> Problems
1/ Please list every requirement that the Go realtime graph tutorial says a reader needs to follow along.
2/ Extract the passage of the Go realtime graph tutorial that runs from "To follow along" up to and including "we can proceed.".

> Source

An astronomical number of data streams are being generated every day because data is core to diverse systems. Today’s business owners have come to recognize data as an important factor during decision making.

However, the gathered bulk data would be confusing to read and useless without a way to visualize it. For this reason, realtime monitoring systems have gained popularity over the years. We can use such systems to visualize website traffic, weather updates, server performance and so on.

In this article, we will build a realtime monitoring graph that continuously displays updates on website traffic after a fixed interval. We will build a Go backend server that exposes several endpoints and uses Pusher Channels to trigger events on the count of user visits. We will simulate the website traffic data using a simple setInterval function and a pseudorandom number generator.

On the frontend, we will receive the simulated updates from Pusher and render the data trend using a line chart. The graph will be a plot on “user visits” against “total number of pages visited.” For context, here is a sample of what we will be building:

From the image above, we can see that there is a button labeled Simulate user visits, this button is responsible for starting the simulator on the Backend server. Let’s begin.

Requirements

To follow along with this article, you will need the following:

• An editor like Visual Studio Code.
• Go (version >= 1.10.x) installed on your computer. Heres how you can install Go.
• Basic knowledge of the Go programming language.
• Basic knowledge of JavaScript (ES6).

Once you have all the above requirements, we can proceed.

Setting up Pusher

The first step will be to get a Pusher Channels application. We will need the application credentials for our realtime features to work.

Go to the Pusher website and create an account. After creating an account, you should create a new application. Follow the application creation wizard and then you should be given your application credentials, we will use this later in the article.

Setting up the codebase

Let’s begin by navigating into the src directory that is located in the $GOPATH and creating a new directory for our app. This will be our working directory:

    $ cd $GOPATH/src
    $ mkdir pusher-go-realtime-graph
    $ cd pusher-go-realtime-graph

Create a new file called graph.go. Now, before adding content to this file, we need to install the Go packages that we will be referencing within our application.

Run the following packages to pull in the packages:

    $ go get github.com/labstack/echo
    $ go get github.com/labstack/echo/middleware
    $ go get github.com/pusher/pusher-http-go

⚠️ If you use Windows and you encounter the error ‘cc.exe: sorry, unimplemented: 64-bit mode not compiled in ‘, then you need a Windows gcc port, such as https://sourceforge.net/projects/mingw-w64/. Also, see this GitHub issue.

Within your favorite editor, open the graph.go file and update it with the following code:

    package main
    
    import (
        "math/rand"
        "net/http"
        "time"
        "github.com/labstack/echo"
        "github.com/labstack/echo/middleware"

> Information provided
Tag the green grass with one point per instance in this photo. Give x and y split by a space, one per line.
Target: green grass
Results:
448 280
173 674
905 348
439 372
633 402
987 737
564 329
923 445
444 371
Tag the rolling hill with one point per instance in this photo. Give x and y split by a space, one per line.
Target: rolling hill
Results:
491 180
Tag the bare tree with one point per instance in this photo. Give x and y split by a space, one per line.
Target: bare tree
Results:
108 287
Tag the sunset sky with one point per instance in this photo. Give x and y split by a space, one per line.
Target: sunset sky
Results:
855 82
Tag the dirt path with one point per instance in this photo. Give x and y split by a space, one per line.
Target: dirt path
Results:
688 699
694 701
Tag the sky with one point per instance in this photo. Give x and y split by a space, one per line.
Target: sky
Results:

> Solutions in order
1/
- An editor like Visual Studio Code
- Go (version >= 1.10.x) installed on your computer
- Basic knowledge of the Go programming language
- Basic knowledge of JavaScript (ES6)

2/
To follow along with this article, you will need the following:

• An editor like Visual Studio Code.
• Go (version >= 1.10.x) installed on your computer. Heres how you can install Go.
• Basic knowledge of the Go programming language.
• Basic knowledge of JavaScript (ES6).

Once you have all the above requirements, we can proceed.